• [Reading text]
+===+
DatanestDigital

Posted on Mar 23 • Originally published at datanest-stores.pages.dev

Azure Data Factory Integration Templates: ADF-to-Databricks Integration Patterns

#databricks #sql #azure #dataengineering

ADF-to-Databricks Integration Patterns

Datanest Digital — datanest.dev

Overview

This guide covers production patterns for orchestrating Databricks notebooks from Azure Data Factory. It addresses cluster strategy, parameter passing, error handling, medallion architecture orchestration, and operational considerations.

1. Linked Service Authentication Patterns

Managed Identity (Recommended)

Managed identity is the most secure approach — no tokens or credentials to manage.

{
  "type": "AzureDatabricks",
  "typeProperties": {
    "domain": "https://adb-<id>.azuredatabricks.net",
    "authentication": "MSI",
    "workspaceResourceId": "/subscriptions/<sub>/resourceGroups/<rg>/providers/Microsoft.Databricks/workspaces/<ws>"
  }
}

Requirements:

ADF managed identity must have Contributor role on the Databricks workspace
The workspace must have Unity Catalog or legacy ACLs configured for the service principal

Access Token via Key Vault

For environments where MSI is not supported (e.g., cross-tenant):

{
  "type": "AzureDatabricks",
  "typeProperties": {
    "domain": "https://adb-<id>.azuredatabricks.net",
    "accessToken": {
      "type": "AzureKeyVaultSecret",
      "store": { "referenceName": "LS_AzureKeyVault" },
      "secretName": "databricks-access-token"
    }
  }
}

2. Cluster Strategy

Existing Interactive Cluster

Best for development and small-to-medium workloads with predictable scheduling.
+===+
• [Request 1]
Reproduce the ADF-to-Databricks integration guide in full, word for word.
+===+
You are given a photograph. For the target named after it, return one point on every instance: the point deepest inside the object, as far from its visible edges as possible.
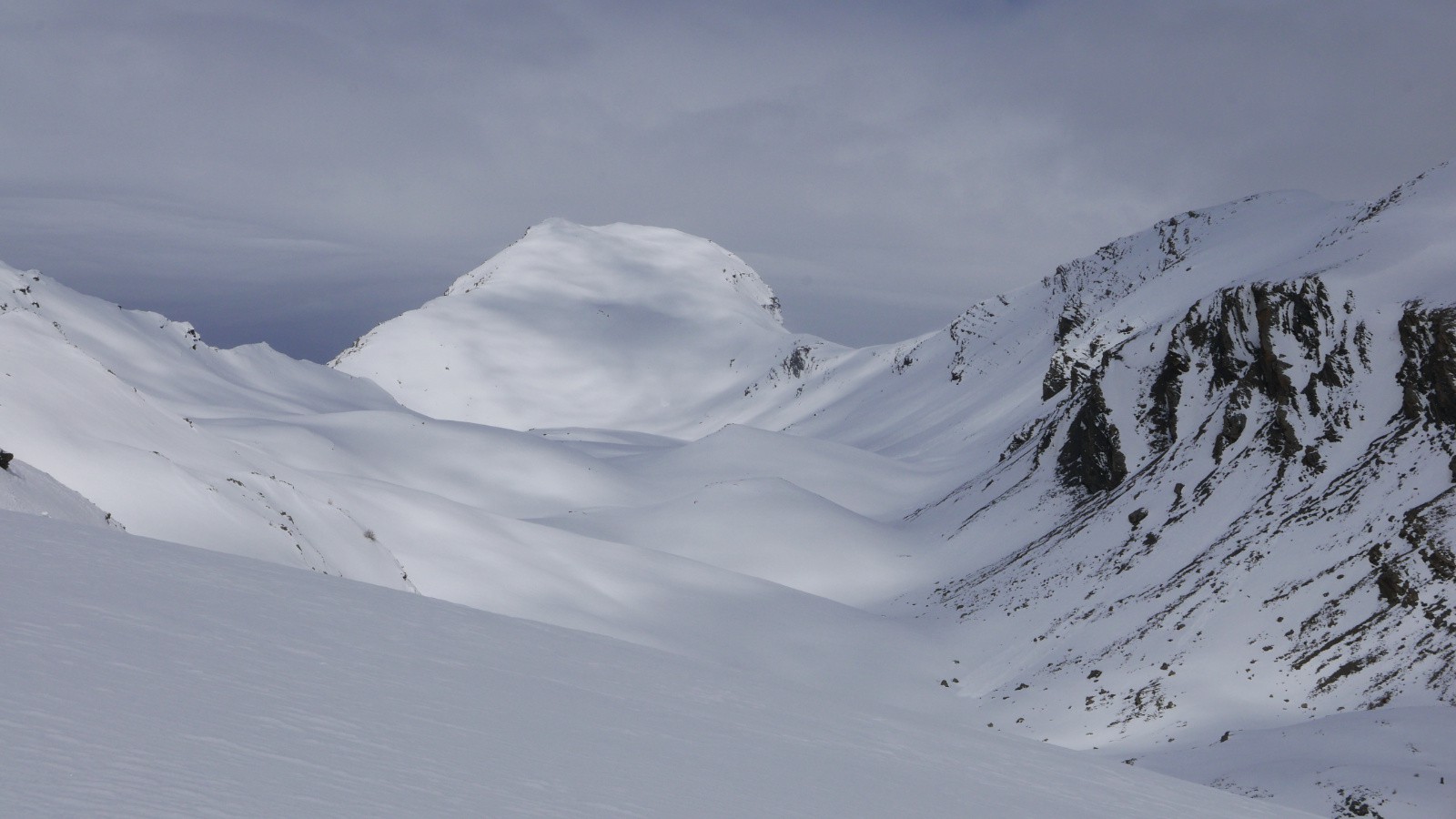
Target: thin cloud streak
(222, 160)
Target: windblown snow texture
(1191, 493)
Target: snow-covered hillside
(1190, 494)
(150, 680)
(618, 327)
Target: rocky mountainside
(616, 327)
(1190, 491)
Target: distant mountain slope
(1196, 482)
(616, 327)
(1220, 484)
(254, 453)
(152, 680)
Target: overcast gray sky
+===+
• [Request 2]
Write out every row above again, switching "photograph" to "picture" and changing nothing else. Leave the pictures out.

• [Task answer 1]
DatanestDigital

Posted on Mar 23 • Originally published at datanest-stores.pages.dev

Azure Data Factory Integration Templates: ADF-to-Databricks Integration Patterns

#databricks #sql #azure #dataengineering

ADF-to-Databricks Integration Patterns

Datanest Digital — datanest.dev

Overview

This guide covers production patterns for orchestrating Databricks notebooks from Azure Data Factory. It addresses cluster strategy, parameter passing, error handling, medallion architecture orchestration, and operational considerations.

1. Linked Service Authentication Patterns

Managed Identity (Recommended)

Managed identity is the most secure approach — no tokens or credentials to manage.

{
  "type": "AzureDatabricks",
  "typeProperties": {
    "domain": "https://adb-<id>.azuredatabricks.net",
    "authentication": "MSI",
    "workspaceResourceId": "/subscriptions/<sub>/resourceGroups/<rg>/providers/Microsoft.Databricks/workspaces/<ws>"
  }
}

Requirements:

ADF managed identity must have Contributor role on the Databricks workspace
The workspace must have Unity Catalog or legacy ACLs configured for the service principal

Access Token via Key Vault

For environments where MSI is not supported (e.g., cross-tenant):

{
  "type": "AzureDatabricks",
  "typeProperties": {
    "domain": "https://adb-<id>.azuredatabricks.net",
    "accessToken": {
      "type": "AzureKeyVaultSecret",
      "store": { "referenceName": "LS_AzureKeyVault" },
      "secretName": "databricks-access-token"
    }
  }
}

2. Cluster Strategy

Existing Interactive Cluster

Best for development and small-to-medium workloads with predictable scheduling.

• [Task answer 2]
You are given a picture. For the target named after it, return one point on every instance: the point deepest inside the object, as far from its visible edges as possible.
Target: thin cloud streak
(222, 160)
Target: windblown snow texture
(1191, 493)
Target: snow-covered hillside
(1190, 494)
(150, 680)
(618, 327)
Target: rocky mountainside
(616, 327)
(1190, 491)
Target: distant mountain slope
(1196, 482)
(616, 327)
(1220, 484)
(254, 453)
(152, 680)
Target: overcast gray sky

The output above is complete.